Exercise:
Locate each line in the data below that contains the string "bird" and copy every such line.

════════════════

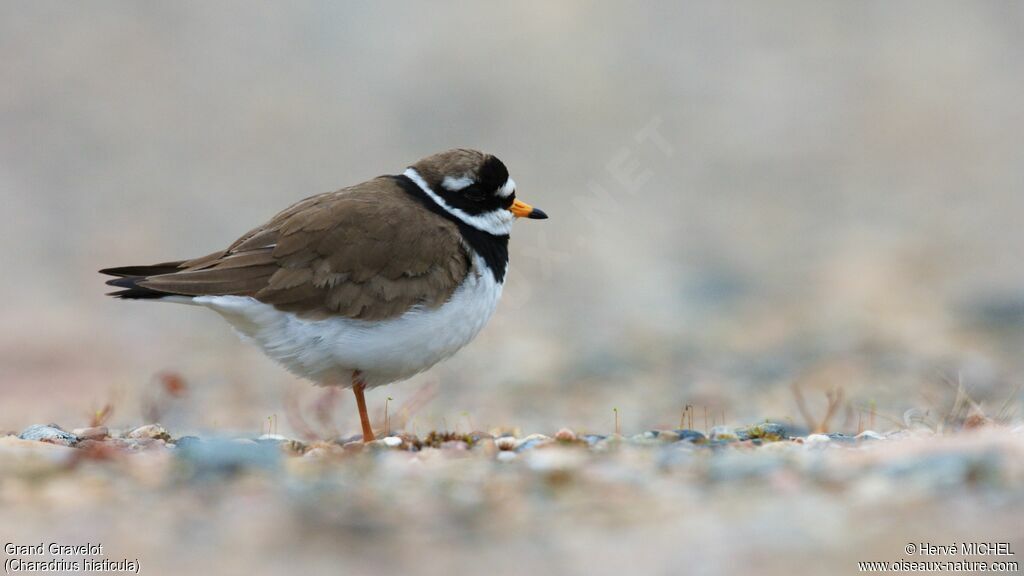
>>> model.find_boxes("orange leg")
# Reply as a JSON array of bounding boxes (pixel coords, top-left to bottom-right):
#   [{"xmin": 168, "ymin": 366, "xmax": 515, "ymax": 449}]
[{"xmin": 352, "ymin": 370, "xmax": 375, "ymax": 443}]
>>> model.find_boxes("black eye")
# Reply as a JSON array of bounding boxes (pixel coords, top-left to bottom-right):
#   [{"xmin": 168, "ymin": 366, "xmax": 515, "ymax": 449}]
[{"xmin": 462, "ymin": 186, "xmax": 487, "ymax": 202}]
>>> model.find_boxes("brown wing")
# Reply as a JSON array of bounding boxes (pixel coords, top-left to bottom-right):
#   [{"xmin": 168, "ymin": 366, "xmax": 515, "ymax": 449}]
[{"xmin": 122, "ymin": 177, "xmax": 470, "ymax": 320}]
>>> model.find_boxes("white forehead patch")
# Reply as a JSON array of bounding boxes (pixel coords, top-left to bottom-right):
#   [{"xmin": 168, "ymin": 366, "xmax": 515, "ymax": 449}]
[
  {"xmin": 498, "ymin": 178, "xmax": 515, "ymax": 198},
  {"xmin": 441, "ymin": 176, "xmax": 473, "ymax": 192},
  {"xmin": 402, "ymin": 168, "xmax": 515, "ymax": 236}
]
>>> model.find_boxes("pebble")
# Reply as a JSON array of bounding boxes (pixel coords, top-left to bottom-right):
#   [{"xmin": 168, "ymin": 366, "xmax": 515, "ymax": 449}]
[
  {"xmin": 675, "ymin": 428, "xmax": 708, "ymax": 444},
  {"xmin": 555, "ymin": 428, "xmax": 575, "ymax": 442},
  {"xmin": 825, "ymin": 433, "xmax": 857, "ymax": 444},
  {"xmin": 515, "ymin": 434, "xmax": 553, "ymax": 452},
  {"xmin": 495, "ymin": 436, "xmax": 518, "ymax": 451},
  {"xmin": 708, "ymin": 426, "xmax": 739, "ymax": 442},
  {"xmin": 71, "ymin": 426, "xmax": 111, "ymax": 440},
  {"xmin": 739, "ymin": 422, "xmax": 788, "ymax": 442},
  {"xmin": 128, "ymin": 424, "xmax": 171, "ymax": 441},
  {"xmin": 440, "ymin": 440, "xmax": 469, "ymax": 452},
  {"xmin": 176, "ymin": 430, "xmax": 281, "ymax": 480},
  {"xmin": 18, "ymin": 424, "xmax": 79, "ymax": 446}
]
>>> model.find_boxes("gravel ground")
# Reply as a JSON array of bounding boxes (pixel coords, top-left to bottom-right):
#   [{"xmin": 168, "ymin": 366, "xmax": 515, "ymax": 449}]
[{"xmin": 0, "ymin": 423, "xmax": 1024, "ymax": 574}]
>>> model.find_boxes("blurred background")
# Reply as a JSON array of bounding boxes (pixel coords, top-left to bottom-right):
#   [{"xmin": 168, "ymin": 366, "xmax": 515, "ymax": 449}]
[{"xmin": 0, "ymin": 0, "xmax": 1024, "ymax": 435}]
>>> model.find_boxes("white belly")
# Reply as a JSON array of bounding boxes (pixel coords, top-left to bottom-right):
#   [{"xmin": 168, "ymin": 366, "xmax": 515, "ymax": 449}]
[{"xmin": 191, "ymin": 256, "xmax": 503, "ymax": 387}]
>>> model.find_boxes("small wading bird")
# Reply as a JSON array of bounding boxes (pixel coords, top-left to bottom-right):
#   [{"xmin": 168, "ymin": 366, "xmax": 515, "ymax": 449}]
[{"xmin": 99, "ymin": 150, "xmax": 548, "ymax": 442}]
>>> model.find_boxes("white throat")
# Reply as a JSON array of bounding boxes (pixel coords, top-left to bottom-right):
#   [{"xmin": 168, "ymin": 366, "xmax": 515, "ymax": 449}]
[{"xmin": 403, "ymin": 168, "xmax": 515, "ymax": 236}]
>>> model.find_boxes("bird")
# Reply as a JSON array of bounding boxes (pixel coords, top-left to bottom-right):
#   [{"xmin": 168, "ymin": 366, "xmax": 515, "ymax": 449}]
[{"xmin": 99, "ymin": 149, "xmax": 548, "ymax": 442}]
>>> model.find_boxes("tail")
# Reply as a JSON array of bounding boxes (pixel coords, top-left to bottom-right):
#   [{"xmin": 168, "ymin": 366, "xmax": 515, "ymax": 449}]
[{"xmin": 99, "ymin": 260, "xmax": 185, "ymax": 300}]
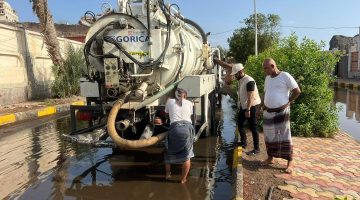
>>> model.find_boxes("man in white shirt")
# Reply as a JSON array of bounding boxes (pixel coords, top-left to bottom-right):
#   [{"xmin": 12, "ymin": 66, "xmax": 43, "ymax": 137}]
[
  {"xmin": 214, "ymin": 59, "xmax": 261, "ymax": 155},
  {"xmin": 164, "ymin": 88, "xmax": 195, "ymax": 183},
  {"xmin": 263, "ymin": 58, "xmax": 301, "ymax": 173}
]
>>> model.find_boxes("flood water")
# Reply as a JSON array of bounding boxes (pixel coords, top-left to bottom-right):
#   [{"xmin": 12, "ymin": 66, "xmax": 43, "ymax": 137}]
[
  {"xmin": 334, "ymin": 88, "xmax": 360, "ymax": 141},
  {"xmin": 0, "ymin": 97, "xmax": 235, "ymax": 200}
]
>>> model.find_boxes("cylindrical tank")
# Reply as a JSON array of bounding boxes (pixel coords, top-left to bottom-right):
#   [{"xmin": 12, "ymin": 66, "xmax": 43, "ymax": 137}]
[{"xmin": 85, "ymin": 0, "xmax": 211, "ymax": 101}]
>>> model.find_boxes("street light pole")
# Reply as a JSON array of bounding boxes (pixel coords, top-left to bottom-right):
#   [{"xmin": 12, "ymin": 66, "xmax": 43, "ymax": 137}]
[{"xmin": 254, "ymin": 0, "xmax": 258, "ymax": 57}]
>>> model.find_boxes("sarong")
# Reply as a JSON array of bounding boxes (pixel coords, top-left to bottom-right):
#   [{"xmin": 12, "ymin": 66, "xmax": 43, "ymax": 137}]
[
  {"xmin": 164, "ymin": 121, "xmax": 195, "ymax": 164},
  {"xmin": 263, "ymin": 107, "xmax": 293, "ymax": 161}
]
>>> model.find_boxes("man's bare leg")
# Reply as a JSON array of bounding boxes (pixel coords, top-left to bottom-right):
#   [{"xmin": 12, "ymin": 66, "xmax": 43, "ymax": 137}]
[
  {"xmin": 285, "ymin": 160, "xmax": 294, "ymax": 174},
  {"xmin": 181, "ymin": 159, "xmax": 191, "ymax": 183},
  {"xmin": 261, "ymin": 156, "xmax": 275, "ymax": 165},
  {"xmin": 165, "ymin": 164, "xmax": 171, "ymax": 179}
]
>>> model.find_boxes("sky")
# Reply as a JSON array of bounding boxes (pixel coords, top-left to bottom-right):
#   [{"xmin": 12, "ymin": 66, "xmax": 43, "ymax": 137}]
[{"xmin": 7, "ymin": 0, "xmax": 360, "ymax": 49}]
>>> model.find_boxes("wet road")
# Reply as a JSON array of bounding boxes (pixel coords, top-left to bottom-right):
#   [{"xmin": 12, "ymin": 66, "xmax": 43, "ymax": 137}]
[{"xmin": 0, "ymin": 97, "xmax": 235, "ymax": 199}]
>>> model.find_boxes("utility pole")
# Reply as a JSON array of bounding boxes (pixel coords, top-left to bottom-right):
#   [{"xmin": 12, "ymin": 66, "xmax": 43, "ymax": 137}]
[
  {"xmin": 254, "ymin": 0, "xmax": 258, "ymax": 57},
  {"xmin": 357, "ymin": 26, "xmax": 360, "ymax": 70}
]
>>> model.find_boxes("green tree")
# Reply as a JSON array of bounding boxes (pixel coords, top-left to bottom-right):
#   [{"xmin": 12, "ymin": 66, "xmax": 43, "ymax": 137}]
[
  {"xmin": 216, "ymin": 45, "xmax": 229, "ymax": 59},
  {"xmin": 51, "ymin": 44, "xmax": 86, "ymax": 98},
  {"xmin": 245, "ymin": 35, "xmax": 339, "ymax": 137},
  {"xmin": 30, "ymin": 0, "xmax": 62, "ymax": 65},
  {"xmin": 228, "ymin": 13, "xmax": 281, "ymax": 63}
]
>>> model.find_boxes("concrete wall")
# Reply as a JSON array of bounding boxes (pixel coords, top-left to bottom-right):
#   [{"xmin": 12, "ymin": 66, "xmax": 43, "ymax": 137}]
[{"xmin": 0, "ymin": 24, "xmax": 82, "ymax": 105}]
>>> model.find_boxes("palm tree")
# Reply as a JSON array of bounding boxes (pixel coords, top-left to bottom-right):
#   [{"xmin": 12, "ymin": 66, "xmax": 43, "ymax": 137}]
[{"xmin": 30, "ymin": 0, "xmax": 63, "ymax": 66}]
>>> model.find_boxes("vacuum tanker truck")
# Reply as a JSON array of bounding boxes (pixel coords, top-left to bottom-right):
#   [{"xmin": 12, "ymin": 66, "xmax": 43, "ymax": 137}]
[{"xmin": 66, "ymin": 0, "xmax": 221, "ymax": 148}]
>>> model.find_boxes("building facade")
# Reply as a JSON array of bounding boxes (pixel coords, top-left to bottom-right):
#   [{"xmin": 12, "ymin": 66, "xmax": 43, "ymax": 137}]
[
  {"xmin": 0, "ymin": 0, "xmax": 19, "ymax": 22},
  {"xmin": 348, "ymin": 35, "xmax": 360, "ymax": 79}
]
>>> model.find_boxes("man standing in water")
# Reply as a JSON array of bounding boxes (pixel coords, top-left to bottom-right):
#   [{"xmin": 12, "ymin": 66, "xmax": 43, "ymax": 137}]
[
  {"xmin": 263, "ymin": 58, "xmax": 301, "ymax": 173},
  {"xmin": 164, "ymin": 88, "xmax": 195, "ymax": 183},
  {"xmin": 214, "ymin": 59, "xmax": 261, "ymax": 155}
]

════════════════

Output:
>>> model.find_boxes("small wading bird")
>>> model.find_boxes("bird")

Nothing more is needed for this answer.